Copy out, exactly and with nothing else, the stretch of lines that starts at the line containing "Target: dirt trail" and finishes at the end of the data.

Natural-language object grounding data
Segment Open

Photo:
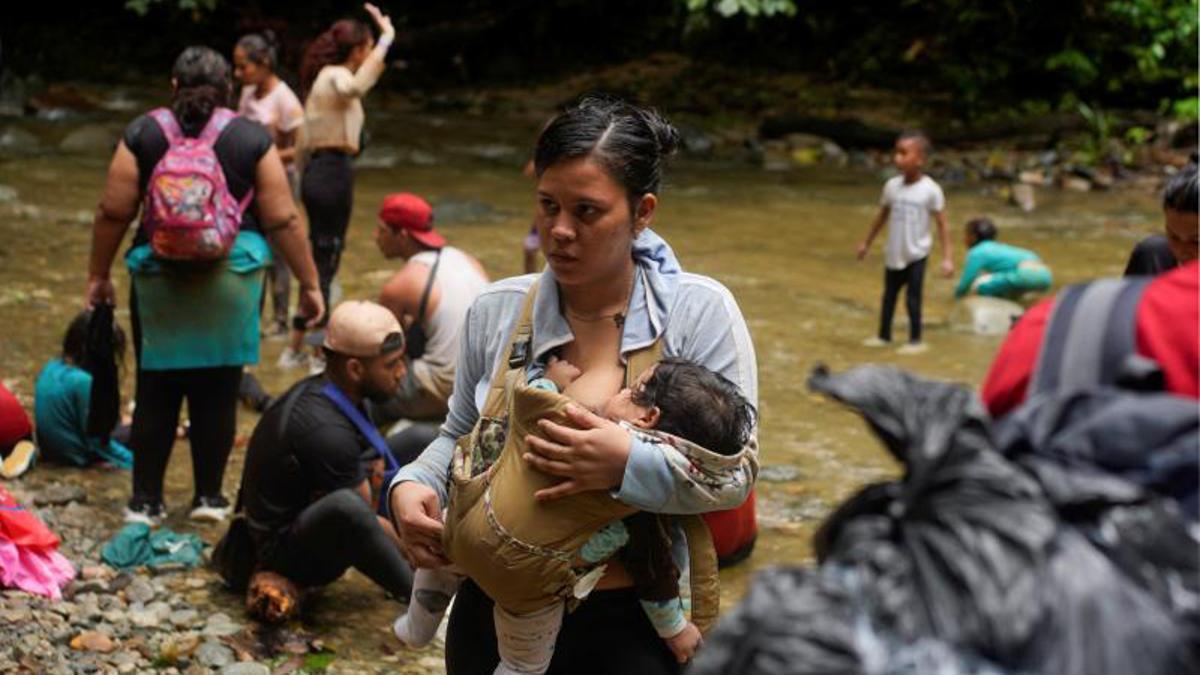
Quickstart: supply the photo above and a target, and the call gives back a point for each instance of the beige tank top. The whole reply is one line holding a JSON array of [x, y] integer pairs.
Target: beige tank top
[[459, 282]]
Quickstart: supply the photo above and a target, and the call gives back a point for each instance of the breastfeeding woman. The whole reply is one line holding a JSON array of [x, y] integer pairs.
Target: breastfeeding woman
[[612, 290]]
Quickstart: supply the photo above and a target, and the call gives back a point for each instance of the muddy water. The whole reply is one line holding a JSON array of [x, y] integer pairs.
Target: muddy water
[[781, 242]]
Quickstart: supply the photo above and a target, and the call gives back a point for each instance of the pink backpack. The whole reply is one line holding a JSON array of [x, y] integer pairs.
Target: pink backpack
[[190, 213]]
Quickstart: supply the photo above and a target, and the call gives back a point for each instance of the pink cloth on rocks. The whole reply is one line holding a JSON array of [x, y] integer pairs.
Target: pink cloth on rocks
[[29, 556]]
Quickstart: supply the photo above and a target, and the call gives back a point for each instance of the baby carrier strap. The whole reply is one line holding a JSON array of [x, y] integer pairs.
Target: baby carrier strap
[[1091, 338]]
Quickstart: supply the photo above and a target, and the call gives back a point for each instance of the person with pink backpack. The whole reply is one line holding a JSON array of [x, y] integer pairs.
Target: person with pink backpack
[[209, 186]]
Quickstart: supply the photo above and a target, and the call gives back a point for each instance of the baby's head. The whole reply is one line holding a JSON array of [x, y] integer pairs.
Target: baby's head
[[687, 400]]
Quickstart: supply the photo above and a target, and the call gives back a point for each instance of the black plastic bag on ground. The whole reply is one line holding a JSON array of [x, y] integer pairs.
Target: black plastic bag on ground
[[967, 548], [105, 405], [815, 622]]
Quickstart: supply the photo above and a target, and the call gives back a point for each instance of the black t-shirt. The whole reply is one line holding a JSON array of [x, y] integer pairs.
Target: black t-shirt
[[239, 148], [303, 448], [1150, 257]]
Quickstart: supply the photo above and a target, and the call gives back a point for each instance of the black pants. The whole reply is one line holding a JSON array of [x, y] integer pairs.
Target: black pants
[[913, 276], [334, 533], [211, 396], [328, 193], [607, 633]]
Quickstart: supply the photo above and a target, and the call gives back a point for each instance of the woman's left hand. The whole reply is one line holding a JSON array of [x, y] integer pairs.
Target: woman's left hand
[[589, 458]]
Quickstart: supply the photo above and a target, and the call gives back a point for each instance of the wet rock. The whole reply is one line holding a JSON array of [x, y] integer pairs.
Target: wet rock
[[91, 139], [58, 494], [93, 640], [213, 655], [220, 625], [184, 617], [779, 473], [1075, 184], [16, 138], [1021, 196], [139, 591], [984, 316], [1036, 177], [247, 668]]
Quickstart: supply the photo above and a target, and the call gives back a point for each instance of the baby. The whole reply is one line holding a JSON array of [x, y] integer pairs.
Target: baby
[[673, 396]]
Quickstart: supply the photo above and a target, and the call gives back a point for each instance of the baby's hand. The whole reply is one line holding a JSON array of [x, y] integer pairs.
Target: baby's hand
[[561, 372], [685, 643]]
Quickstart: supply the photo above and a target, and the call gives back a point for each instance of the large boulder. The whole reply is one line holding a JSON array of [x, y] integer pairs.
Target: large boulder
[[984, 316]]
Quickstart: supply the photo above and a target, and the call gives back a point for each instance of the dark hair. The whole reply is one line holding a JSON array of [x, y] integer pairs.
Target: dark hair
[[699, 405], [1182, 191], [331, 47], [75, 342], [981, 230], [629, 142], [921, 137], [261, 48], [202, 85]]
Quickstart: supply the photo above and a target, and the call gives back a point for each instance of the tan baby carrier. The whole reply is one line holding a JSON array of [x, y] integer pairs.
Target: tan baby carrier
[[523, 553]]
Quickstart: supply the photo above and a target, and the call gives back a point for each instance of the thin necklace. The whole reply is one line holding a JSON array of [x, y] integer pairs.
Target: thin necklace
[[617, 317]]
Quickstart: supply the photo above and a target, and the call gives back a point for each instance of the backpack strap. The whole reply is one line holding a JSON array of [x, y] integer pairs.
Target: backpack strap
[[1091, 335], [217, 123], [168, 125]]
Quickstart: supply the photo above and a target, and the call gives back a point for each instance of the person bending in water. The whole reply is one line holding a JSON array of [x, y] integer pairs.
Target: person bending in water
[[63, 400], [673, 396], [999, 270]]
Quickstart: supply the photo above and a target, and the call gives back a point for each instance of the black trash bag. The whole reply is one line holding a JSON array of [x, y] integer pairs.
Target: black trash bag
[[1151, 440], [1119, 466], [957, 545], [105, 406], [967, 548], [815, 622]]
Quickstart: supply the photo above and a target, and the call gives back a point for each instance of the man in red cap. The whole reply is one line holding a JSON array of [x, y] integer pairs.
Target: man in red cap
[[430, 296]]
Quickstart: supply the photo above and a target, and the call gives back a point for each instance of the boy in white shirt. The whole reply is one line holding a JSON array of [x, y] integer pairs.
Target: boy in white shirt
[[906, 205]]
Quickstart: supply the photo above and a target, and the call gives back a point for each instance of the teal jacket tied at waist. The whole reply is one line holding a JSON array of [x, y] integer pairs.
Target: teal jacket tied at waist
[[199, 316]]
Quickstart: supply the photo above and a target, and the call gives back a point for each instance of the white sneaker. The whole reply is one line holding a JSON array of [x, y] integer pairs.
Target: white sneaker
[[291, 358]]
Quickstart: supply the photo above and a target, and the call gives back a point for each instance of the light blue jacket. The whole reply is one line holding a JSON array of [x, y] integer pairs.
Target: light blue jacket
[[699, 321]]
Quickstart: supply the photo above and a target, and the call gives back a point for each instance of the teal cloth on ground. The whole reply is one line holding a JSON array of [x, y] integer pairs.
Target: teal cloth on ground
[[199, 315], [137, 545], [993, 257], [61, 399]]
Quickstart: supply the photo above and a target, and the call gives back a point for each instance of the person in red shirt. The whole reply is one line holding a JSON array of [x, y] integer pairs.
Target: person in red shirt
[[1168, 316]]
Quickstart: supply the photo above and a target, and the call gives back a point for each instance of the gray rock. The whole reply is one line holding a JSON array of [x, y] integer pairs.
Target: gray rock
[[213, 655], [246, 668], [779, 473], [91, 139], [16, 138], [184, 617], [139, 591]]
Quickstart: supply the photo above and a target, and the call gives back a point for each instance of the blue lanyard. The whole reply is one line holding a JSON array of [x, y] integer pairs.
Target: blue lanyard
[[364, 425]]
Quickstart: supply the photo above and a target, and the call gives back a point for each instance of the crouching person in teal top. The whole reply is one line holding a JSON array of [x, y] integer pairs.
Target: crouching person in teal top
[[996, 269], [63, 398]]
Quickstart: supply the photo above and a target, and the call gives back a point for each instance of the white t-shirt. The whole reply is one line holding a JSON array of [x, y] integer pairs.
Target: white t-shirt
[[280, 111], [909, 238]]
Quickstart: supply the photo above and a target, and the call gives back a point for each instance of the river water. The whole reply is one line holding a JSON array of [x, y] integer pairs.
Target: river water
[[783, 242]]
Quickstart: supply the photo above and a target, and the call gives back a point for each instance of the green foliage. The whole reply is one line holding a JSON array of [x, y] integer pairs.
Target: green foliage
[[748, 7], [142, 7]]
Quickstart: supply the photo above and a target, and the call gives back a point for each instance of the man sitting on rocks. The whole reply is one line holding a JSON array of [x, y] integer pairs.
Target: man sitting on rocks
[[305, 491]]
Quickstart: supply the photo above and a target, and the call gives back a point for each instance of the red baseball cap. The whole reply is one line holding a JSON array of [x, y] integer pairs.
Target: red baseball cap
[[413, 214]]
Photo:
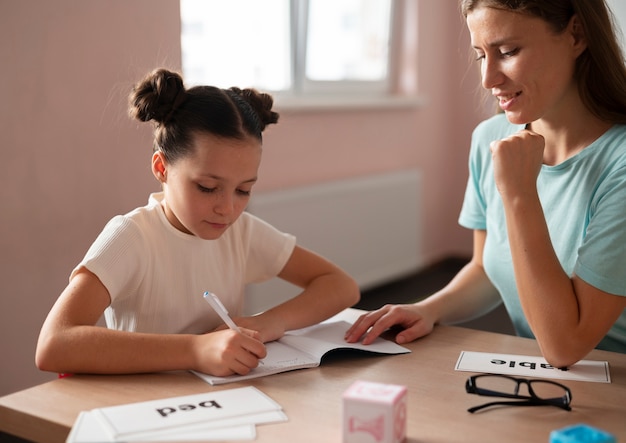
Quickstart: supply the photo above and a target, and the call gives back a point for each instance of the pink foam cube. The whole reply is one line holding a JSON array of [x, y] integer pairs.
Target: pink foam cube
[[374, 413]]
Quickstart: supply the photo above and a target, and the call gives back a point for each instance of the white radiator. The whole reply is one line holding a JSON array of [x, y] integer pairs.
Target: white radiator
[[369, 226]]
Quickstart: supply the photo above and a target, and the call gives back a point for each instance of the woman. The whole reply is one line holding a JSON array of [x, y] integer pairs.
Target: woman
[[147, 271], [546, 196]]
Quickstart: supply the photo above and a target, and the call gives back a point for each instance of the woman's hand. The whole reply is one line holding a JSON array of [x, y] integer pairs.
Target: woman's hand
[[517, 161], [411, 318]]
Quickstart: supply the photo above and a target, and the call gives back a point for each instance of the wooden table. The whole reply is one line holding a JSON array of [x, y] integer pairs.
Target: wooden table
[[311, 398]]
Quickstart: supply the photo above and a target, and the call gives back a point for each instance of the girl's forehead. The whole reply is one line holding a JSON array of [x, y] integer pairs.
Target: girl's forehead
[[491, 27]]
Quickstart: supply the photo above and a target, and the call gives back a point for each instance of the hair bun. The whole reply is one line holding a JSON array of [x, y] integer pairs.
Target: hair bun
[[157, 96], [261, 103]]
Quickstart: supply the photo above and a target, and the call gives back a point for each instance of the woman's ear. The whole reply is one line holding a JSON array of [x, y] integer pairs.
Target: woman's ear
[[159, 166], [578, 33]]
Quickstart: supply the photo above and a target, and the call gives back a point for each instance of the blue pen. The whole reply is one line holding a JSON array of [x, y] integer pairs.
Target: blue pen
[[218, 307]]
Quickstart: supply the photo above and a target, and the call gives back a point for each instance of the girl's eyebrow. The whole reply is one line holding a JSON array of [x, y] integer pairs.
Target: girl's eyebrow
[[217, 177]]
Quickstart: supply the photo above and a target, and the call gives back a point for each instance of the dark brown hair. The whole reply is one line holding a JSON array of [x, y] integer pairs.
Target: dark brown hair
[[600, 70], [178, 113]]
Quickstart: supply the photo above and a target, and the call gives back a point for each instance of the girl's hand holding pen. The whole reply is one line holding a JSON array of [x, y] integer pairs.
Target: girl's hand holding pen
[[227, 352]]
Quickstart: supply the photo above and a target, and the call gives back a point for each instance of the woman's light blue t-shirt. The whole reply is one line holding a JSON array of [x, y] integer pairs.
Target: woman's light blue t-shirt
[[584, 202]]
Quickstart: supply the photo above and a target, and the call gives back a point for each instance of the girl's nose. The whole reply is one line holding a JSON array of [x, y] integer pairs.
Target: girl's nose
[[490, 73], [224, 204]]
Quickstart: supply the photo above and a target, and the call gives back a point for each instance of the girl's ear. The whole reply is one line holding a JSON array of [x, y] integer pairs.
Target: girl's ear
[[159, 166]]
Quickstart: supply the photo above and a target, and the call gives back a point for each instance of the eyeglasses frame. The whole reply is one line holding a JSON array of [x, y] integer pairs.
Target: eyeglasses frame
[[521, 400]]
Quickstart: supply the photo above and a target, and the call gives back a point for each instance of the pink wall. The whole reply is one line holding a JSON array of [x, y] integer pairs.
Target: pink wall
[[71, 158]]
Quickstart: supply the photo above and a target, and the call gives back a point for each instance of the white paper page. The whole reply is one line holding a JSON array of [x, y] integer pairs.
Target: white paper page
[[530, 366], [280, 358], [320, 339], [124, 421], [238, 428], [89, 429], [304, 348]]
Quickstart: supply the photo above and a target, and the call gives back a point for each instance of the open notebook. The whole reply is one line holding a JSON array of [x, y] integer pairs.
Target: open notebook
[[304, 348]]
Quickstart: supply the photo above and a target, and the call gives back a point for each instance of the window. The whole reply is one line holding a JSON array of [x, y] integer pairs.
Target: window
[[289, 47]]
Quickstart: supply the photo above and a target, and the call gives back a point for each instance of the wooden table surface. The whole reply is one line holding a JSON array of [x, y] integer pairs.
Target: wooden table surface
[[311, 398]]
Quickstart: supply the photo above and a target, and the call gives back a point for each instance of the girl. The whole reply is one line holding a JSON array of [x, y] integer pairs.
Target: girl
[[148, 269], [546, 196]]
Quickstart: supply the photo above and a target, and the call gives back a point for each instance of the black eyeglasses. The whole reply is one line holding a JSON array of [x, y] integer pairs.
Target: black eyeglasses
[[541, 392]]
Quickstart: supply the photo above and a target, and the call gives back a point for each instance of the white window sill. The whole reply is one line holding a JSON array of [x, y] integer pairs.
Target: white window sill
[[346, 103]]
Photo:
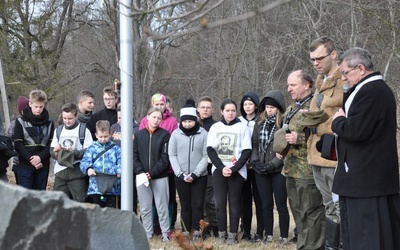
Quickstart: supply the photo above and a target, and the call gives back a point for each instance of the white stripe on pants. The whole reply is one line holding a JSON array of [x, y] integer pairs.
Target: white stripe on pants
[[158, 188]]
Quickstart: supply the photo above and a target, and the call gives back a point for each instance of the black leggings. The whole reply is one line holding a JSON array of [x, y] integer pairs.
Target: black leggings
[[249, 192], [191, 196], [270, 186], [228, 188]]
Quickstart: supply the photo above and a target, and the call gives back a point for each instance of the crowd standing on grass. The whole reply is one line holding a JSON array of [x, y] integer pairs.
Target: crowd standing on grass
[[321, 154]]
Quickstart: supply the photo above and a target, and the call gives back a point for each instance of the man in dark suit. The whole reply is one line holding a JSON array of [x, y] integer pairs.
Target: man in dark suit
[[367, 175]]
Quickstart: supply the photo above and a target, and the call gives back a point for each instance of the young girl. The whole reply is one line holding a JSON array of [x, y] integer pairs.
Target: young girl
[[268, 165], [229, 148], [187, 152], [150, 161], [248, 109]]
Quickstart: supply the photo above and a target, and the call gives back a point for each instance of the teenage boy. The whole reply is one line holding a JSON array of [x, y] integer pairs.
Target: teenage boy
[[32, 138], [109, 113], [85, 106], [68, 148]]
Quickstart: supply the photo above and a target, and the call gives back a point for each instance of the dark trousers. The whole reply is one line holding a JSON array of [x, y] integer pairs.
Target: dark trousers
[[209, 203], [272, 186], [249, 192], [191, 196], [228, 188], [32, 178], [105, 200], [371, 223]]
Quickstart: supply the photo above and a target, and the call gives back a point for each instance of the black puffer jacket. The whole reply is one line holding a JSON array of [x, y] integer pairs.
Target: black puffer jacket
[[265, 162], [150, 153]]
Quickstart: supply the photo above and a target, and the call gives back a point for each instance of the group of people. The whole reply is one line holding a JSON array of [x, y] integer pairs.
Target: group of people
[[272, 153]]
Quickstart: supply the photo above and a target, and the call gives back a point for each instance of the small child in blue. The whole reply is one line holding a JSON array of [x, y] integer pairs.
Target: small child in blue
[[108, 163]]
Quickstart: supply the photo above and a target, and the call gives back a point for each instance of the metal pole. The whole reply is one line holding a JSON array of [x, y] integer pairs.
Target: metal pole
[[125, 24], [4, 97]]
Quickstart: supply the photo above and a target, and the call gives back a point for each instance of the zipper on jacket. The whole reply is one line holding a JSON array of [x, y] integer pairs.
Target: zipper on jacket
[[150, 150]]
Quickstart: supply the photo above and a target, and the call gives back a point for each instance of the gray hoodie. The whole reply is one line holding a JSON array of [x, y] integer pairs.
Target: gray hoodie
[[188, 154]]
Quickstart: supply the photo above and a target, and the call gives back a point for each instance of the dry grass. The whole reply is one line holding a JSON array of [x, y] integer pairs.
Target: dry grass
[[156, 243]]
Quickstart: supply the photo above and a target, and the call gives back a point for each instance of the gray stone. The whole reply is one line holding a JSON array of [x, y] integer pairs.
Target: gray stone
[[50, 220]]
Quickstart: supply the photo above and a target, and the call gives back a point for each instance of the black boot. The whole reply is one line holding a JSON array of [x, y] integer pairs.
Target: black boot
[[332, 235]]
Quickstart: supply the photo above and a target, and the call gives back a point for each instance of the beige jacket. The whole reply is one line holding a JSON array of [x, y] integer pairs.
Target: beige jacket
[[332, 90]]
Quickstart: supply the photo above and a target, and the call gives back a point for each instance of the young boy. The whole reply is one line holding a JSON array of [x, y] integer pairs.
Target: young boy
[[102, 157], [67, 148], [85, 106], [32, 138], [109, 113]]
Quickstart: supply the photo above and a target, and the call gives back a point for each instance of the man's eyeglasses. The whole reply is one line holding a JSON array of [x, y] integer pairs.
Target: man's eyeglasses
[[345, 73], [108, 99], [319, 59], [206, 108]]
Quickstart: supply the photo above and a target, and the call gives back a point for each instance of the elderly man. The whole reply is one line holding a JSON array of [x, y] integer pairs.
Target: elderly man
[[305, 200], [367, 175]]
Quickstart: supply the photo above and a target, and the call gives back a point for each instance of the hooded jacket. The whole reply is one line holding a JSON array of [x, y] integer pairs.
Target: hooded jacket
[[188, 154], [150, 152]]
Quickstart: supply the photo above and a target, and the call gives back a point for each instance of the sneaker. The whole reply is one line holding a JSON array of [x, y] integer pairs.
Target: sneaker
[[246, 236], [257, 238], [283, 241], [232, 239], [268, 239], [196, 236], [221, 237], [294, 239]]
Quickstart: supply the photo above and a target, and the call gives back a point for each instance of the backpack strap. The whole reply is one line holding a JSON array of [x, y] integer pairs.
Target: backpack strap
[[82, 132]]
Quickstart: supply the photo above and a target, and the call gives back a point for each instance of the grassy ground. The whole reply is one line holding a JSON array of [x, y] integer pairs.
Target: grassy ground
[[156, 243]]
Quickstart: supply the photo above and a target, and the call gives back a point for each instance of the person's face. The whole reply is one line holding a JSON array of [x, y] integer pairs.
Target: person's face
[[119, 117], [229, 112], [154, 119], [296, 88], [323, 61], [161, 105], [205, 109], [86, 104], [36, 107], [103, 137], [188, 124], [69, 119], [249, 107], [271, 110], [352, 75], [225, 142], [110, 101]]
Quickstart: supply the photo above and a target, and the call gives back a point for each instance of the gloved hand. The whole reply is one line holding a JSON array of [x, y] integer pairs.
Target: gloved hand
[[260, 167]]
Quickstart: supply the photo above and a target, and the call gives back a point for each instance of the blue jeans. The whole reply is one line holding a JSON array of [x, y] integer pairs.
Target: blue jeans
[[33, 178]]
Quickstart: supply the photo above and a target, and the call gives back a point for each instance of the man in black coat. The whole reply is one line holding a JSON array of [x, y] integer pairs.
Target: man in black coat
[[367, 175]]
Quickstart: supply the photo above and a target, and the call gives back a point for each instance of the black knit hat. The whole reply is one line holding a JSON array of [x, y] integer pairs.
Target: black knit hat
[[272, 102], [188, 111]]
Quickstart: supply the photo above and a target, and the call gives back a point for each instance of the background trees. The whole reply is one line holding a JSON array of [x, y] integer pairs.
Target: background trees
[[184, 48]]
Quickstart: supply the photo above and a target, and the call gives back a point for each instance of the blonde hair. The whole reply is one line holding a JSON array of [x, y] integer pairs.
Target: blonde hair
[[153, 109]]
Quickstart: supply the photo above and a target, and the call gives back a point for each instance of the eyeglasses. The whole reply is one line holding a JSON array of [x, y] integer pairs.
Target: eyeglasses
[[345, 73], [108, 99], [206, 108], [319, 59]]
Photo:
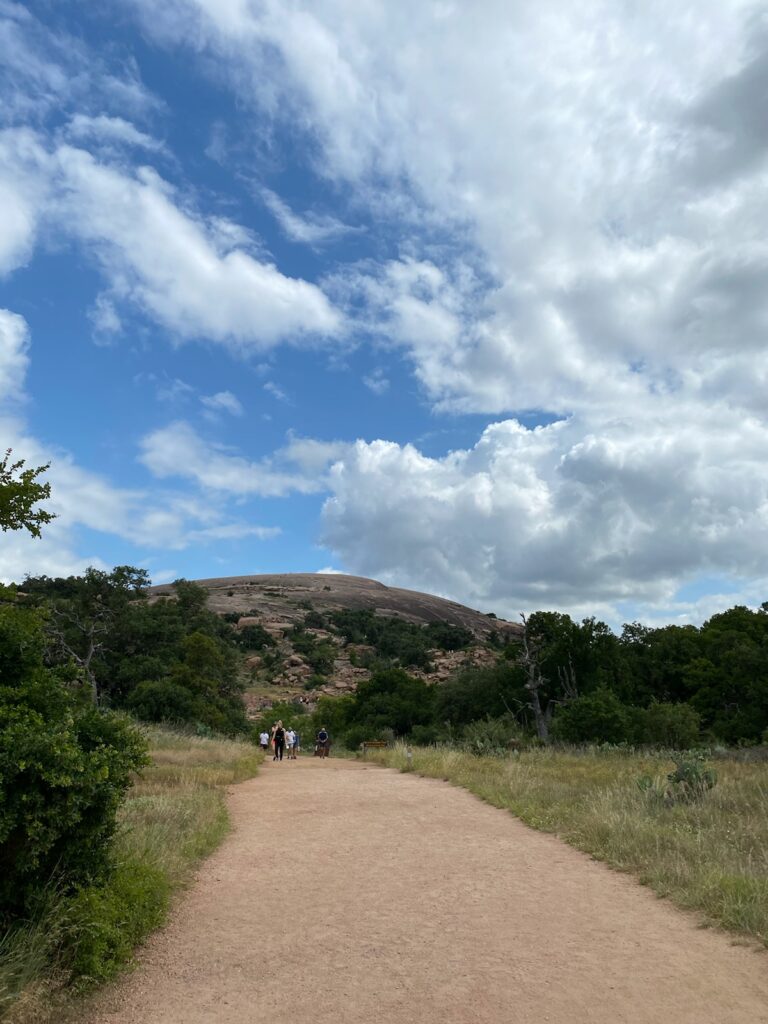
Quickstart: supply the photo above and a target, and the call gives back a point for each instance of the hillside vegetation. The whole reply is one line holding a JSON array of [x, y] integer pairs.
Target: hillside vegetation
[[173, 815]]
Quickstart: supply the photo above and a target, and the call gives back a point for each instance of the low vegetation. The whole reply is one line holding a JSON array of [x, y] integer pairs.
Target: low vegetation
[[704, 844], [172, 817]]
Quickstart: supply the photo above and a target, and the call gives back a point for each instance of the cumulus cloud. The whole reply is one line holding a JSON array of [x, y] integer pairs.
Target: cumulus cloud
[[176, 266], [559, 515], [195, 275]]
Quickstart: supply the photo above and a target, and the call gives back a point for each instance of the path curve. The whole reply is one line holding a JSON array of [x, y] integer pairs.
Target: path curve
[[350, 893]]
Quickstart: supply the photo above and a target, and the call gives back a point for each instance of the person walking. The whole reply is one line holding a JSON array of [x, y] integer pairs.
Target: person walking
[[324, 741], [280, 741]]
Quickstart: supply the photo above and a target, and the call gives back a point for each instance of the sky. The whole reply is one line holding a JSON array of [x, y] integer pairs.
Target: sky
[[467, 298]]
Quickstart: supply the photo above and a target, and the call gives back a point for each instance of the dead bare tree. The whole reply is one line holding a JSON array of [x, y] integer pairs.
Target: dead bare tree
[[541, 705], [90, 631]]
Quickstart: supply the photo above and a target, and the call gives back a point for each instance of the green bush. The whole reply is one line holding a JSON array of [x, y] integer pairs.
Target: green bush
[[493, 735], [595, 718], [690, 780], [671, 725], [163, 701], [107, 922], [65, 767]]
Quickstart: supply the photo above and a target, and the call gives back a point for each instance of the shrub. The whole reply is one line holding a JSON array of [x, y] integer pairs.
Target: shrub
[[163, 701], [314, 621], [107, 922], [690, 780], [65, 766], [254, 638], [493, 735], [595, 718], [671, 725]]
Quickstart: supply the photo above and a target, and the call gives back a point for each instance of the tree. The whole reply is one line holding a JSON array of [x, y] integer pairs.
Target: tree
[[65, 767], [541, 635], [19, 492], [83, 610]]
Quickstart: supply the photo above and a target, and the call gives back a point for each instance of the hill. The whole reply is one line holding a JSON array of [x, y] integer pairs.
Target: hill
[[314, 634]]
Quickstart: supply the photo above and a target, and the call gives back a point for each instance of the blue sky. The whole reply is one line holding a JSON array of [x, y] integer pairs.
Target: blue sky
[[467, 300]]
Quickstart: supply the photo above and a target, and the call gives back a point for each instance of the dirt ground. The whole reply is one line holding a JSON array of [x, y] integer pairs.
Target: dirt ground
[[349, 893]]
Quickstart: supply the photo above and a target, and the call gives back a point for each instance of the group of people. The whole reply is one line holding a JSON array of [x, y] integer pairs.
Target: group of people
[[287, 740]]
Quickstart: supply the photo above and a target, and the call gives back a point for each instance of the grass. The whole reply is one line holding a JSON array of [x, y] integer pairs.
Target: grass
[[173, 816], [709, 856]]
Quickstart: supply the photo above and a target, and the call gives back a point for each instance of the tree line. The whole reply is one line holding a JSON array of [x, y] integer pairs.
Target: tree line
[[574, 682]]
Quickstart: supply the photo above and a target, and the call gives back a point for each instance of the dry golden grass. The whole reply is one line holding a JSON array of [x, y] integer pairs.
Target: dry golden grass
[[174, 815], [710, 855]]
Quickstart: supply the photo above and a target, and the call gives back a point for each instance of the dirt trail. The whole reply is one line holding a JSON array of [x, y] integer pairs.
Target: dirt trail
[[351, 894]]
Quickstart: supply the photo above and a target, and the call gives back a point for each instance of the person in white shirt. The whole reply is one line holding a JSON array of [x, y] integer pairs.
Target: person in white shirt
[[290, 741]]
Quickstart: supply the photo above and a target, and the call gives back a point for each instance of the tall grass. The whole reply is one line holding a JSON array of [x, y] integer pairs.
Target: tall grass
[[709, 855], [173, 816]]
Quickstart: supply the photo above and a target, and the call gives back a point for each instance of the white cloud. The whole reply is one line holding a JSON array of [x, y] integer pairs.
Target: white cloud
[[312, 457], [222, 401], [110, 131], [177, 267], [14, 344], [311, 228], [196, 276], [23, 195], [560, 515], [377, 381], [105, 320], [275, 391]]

Segment Closed

#### WORKED SOLUTION:
Target: dirt trail
[[351, 894]]
Quickstart: supply the photo above and a target, and the call gives back a point for each instance of the person in white shirt. The whole reply is one line holding a JSON array of [x, y] integer pairs.
Target: person in white shirt
[[290, 741]]
Quickstart: supply the photo above and a target, and the call gives back a point for each instance of the tall grass. The whole reply is one line holding a JSON array of [x, y] integer pairs.
Target: tall grass
[[709, 855], [173, 816]]
Quickstart: supply the photo above and a target, and the call gives back a point for each instance of the white cloud. The whole reply is one line holding a JSON array of [x, y] integer pairs.
Target: white cloud
[[312, 457], [222, 401], [110, 131], [177, 267], [14, 344], [311, 228], [196, 276], [23, 195], [560, 515], [377, 381], [105, 320], [275, 391]]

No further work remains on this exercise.